• _What this task involves_: Reproduce the listing in full. Omit the pictures.

Start of Block

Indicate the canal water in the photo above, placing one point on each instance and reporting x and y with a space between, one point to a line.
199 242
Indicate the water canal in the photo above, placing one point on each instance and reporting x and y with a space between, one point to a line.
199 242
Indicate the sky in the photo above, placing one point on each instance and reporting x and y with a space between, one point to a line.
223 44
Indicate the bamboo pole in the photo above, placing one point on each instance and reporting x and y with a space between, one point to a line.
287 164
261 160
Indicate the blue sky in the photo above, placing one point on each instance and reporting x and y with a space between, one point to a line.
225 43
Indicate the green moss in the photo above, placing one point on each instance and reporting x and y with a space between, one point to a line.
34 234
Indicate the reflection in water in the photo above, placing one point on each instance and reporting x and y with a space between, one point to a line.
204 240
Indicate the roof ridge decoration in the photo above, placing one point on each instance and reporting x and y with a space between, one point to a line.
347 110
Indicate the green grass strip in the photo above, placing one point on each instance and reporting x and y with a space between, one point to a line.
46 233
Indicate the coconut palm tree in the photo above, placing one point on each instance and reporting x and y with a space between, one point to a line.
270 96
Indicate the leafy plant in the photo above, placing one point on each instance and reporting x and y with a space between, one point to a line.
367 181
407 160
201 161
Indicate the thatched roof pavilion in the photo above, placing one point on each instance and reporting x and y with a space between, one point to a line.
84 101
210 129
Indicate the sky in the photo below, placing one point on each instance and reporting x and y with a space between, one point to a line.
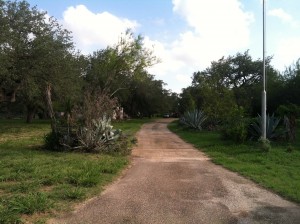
186 35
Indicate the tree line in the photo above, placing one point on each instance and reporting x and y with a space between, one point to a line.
38 63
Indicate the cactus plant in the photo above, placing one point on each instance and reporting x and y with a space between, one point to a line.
193 119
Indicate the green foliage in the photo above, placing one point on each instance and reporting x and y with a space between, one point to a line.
193 119
52 141
272 128
235 126
30 203
35 181
277 170
264 144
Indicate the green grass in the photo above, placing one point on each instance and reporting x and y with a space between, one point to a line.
277 169
36 184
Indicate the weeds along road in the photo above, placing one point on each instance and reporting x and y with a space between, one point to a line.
171 182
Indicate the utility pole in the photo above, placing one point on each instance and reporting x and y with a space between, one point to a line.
264 93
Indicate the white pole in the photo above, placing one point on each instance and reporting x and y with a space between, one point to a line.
264 93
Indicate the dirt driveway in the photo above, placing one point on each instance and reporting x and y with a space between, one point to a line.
171 182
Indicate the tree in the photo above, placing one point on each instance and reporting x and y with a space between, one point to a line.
112 69
36 56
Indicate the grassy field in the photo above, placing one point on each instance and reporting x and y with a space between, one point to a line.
36 184
278 169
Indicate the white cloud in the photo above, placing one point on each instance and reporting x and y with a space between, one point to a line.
93 31
284 16
216 28
287 52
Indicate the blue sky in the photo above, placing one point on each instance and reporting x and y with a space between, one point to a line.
185 34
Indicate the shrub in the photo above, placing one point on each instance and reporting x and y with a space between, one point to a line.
264 144
235 126
272 130
88 127
193 119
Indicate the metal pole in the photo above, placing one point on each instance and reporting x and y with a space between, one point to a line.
264 93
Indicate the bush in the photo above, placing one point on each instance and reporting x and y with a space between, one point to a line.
193 119
235 126
88 127
272 130
264 144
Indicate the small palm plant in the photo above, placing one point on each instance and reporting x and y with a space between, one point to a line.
193 119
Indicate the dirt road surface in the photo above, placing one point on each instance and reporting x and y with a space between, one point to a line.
171 182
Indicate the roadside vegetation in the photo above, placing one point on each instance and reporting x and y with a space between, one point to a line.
278 169
36 183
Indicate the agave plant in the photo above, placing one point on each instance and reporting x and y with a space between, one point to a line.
193 119
272 130
101 133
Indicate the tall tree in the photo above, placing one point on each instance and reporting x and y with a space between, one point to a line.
36 55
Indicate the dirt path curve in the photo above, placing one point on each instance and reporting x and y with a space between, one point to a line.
171 182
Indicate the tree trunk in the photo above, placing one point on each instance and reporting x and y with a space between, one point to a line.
30 113
50 108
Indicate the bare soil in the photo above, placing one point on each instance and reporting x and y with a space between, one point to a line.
172 182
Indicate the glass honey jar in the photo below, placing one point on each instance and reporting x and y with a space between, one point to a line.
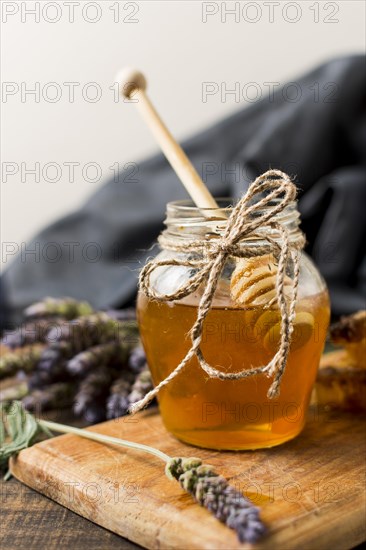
232 414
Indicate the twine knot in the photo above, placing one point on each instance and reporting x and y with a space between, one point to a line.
252 213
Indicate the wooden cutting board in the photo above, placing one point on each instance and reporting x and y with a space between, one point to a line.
311 490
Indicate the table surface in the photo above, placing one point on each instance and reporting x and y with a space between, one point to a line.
32 521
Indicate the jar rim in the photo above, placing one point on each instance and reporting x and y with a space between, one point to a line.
184 216
186 208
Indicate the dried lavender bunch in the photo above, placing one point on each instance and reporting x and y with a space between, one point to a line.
90 400
213 492
118 402
85 361
15 392
30 332
26 360
55 396
142 385
83 333
68 308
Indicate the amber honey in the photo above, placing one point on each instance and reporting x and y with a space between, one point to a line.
233 414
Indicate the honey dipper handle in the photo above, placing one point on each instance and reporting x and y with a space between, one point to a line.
133 86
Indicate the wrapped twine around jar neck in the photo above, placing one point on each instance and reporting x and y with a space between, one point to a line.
255 216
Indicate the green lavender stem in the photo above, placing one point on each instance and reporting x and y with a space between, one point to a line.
209 489
87 434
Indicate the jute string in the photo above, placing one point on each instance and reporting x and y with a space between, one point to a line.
246 218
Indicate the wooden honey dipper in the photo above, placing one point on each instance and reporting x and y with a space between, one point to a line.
254 280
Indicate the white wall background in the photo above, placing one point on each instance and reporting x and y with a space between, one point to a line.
177 50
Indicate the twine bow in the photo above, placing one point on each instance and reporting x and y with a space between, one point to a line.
246 218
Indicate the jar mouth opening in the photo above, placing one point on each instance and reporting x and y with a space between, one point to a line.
185 210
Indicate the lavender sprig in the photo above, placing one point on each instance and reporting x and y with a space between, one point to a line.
19 429
213 492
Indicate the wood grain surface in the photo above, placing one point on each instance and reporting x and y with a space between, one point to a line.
311 490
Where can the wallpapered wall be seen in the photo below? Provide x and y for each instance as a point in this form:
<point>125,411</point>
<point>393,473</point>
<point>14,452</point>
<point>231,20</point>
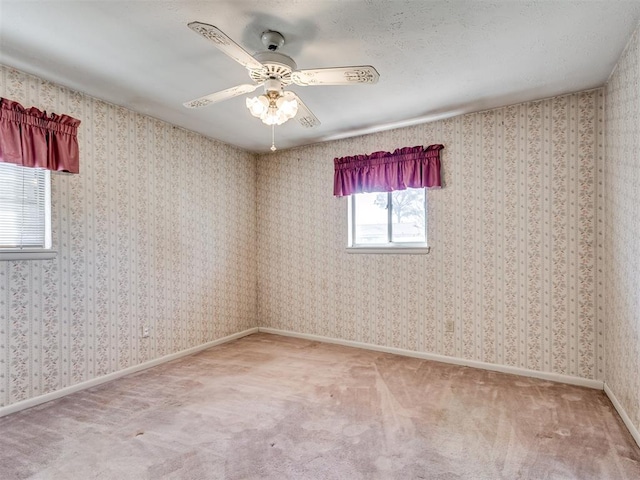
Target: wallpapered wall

End of Block

• _Written response_:
Indicate the canal water in the photo above, placing one point on each instance and reporting x and y with a space between, one point to a line.
199 242
Indicate the water canal in the photo above, placing one point on each instance and reporting x and y with a space between, one point to a line.
199 242
Indicate the sky in the photo above, placing one point on each instance and reporting x and y with a space between, one point to a line.
223 44
Indicate the bamboo pole in the photo above, placing one point on each instance and reporting x and y with a space between, one point to a line.
287 164
261 160
Indicate the blue sky in the photo above, placing one point on each instance and reporting x and y with a space between, one point to a line.
225 43
Indicate the green moss in the photo above, placing one point on each instance and reporting x and y with a space between, one point to a line.
34 234
Indicate the reflection in water in the photo above, placing one point on each instance and reporting x and y with a space between, one point to a line.
204 240
Indicate the roof ridge decoration in the photo above, placing one point on each instance and reporting x and y with a space between, one point to a line.
347 110
Indicate the green grass strip in the photo above, placing one point on each instance and reporting x and y with a space between, one point to a line.
46 233
Indicate the coconut palm tree in the photo above, placing one point on each instance and reporting x and y with a space between, one point to a line.
270 96
Indicate the leafy plant in the photo above, placing one point on each instance and reporting x and y with a space between, one point to a line.
367 181
407 160
201 161
Indicate the thatched roof pavilion in the photo above, placing one point on each instance and reporting x and y with a space between, one point to a line.
84 101
210 129
Indicate the sky in the photo below, placing one point on each instance and reporting x and y with a space between, one point to a line.
186 35
Indicate the tree line in the photo above, placing one point on each instance and reporting x and y with a space between, one point to a line.
38 63
Indicate the cactus plant in the photo above, placing one point on each instance and reporting x and y with a space between, one point to a line.
193 119
Indicate the green foliage in the photo above, placing one point on each instance and reporting x and y with a space between, one point to a line.
193 119
52 141
272 128
235 126
30 203
35 181
277 170
264 144
Indicate the green grass in the photo above, placing one point on each instance and reporting x and y with a space between, one point to a line.
277 169
36 184
Indicate the weeds along road in the photo above, placing one point on each instance and reporting x and y with a space between, one point to a line.
171 182
Indicate the utility pole in the photo above, placing one point on each instance and reporting x and y with a space between, one point to a line.
264 93
Indicate the white pole in the photo above, placing one point on each instance and reporting x and y with a space between, one point to a line.
264 93
Indicate the dirt driveway in the photo above, placing one point on each instance and reporting x and y with a space between, one point to a line.
171 182
Indicate the tree in the photo above, placing one point on each instance and reporting x and y with a space between, one point to a line.
112 69
36 56
Indicate the grassy field in the photo above, placing one point on each instance and reporting x and y with a space between, one point to a line.
36 184
278 169
Indicate the white cloud in the photo above, placing one point on each instance and reporting x and y with a space between, one point to a line.
93 31
284 16
216 28
287 52
Indicate the blue sky in the photo above, placing one point on each instance and reporting x and y with a space between, one point to a line.
185 34
Indicate the shrub in the photo above, placing one point on each instance and reporting x and y with a space between, one point to a line.
264 144
235 126
272 130
88 127
193 119
Indicate the metal pole in the photo above, placing one point on each instance and reporting x and y with a space between, one point to a line.
264 93
Indicate the bush in the photo above, placing one point on each instance and reporting x and y with a space between, one point to a line.
193 119
235 126
88 127
272 130
264 144
Indicate the small palm plant in the photo above, placing one point on each instance and reporting x and y with a space between, one point to a line.
193 119
Indicate the dirt road surface in the photo above, placing one point on each instance and reporting x and y with a space between, one point to a line.
171 182
Indicate the roadside vegetation in the photo above, placing one point on each instance and reporting x and y with a space between, one point to a line.
278 169
36 183
Indicate the agave plant in the photo above, placing one point on each instance and reporting x and y with a space between, one point to a line.
193 119
272 130
101 133
Indicate the tall tree in the photo above, placing one point on each instance and reporting x and y with a space between, one point to a line.
36 55
Indicate the dirt path curve in the photo above, placing one point on each instance and reporting x and y with a space between, one point to a line.
171 182
Indicate the tree trunk in the photo above, placing one point on each instance and reporting x and y with a space between, one point to a line.
30 113
50 108
Indicate the bare soil in the photo above, placing one point on each instance and reporting x and y with a space between, one point to a line.
172 182
Indicate the glass honey jar in the photo below, placing one point on each instance and reporting x and y with a space between, one point to a line.
232 414
Indicate the twine knot in the photo above, placing one point on each instance and reporting x and y with a space between, one point to a line.
252 213
Indicate the wooden cutting board in the photo above, placing one point on each instance and reporting x and y with a space between, one point to a line.
311 490
Indicate the table surface in the photo above, placing one point on each instance and reporting x and y with a space between, one point to a line.
32 521
Indicate the jar rim in the photo above, placing one point on each instance and reporting x and y with a space between, one point to a line.
184 216
186 208
Indicate the dried lavender bunch in the photo above, placing one point on each instance and reporting x and y with a space between, one point to a line.
90 400
213 492
118 402
85 361
15 392
30 332
26 360
55 396
142 385
83 333
68 308
Indicate the amber honey in the photo above, placing one point on each instance and reporting x and y with a space between, one point to a line.
233 414
Indicate the honey dipper handle in the photo above, placing one point on each instance and reporting x and y with a space between, one point to a line.
133 86
Indicate the wrapped twine around jar neck in the photo above, placing one point on each instance and reporting x and y with a space between, one point to a line.
255 216
Indicate the green lavender stem in the photo above, placing one point on each instance and reporting x and y with a space between, one point to a line.
209 489
87 434
Indicate the jute string in the photo above, placing one point on each instance and reporting x and y with a space between, one point to a line.
246 218
Indicate the wooden honey dipper in the photo above, placing one point on each instance and reporting x and y with a space between, one point to a line.
254 280
Indicate the white wall background in the photo above, placing one point on each instance and reporting x and y with a space between, one point to a line.
177 50
Indicate the twine bow in the photo above, placing one point on each instance and reporting x and y with a space between, one point to a line.
246 218
Indicate the jar mouth opening in the photo above, placing one point on each instance and reporting x and y with a space between, one point to a line.
185 210
Indicate the lavender sprig in the photo above, placing one point on each instance and reporting x and y with a space between, one point to a line.
19 429
213 492
Indicate the wood grain surface in the photo above, placing one point on each instance and reporting x and y with a space between, one point to a line.
311 490
Where can the wallpapered wall be seen in the photo below? Provide x and y for each instance as a point in this form:
<point>125,411</point>
<point>393,473</point>
<point>14,452</point>
<point>231,20</point>
Target: wallpapered wall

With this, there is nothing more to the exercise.